*Dataset*:
·····
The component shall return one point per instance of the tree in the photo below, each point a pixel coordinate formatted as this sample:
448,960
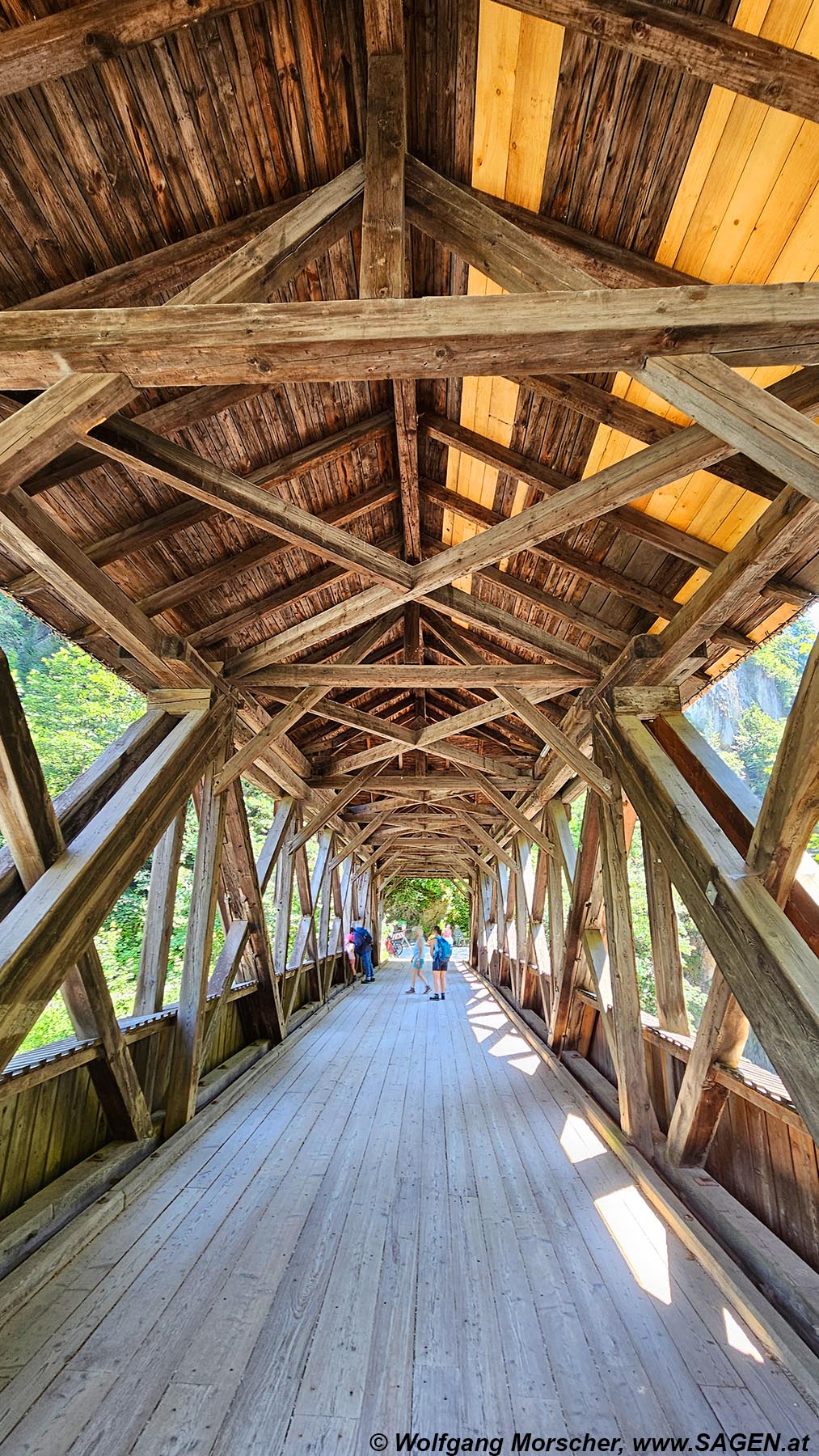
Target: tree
428,902
755,744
·····
*What is being asked*:
Write out every line of the material above as a JSON list of strings, one string per line, with blank lines and pictures left out.

*Solution for this problem*:
[
  "The component shall return one point per instance of the tree in the photo below, each point a pixel coordinate formatted as this sample:",
  "448,960",
  "Target: tree",
  "428,902",
  "755,744"
]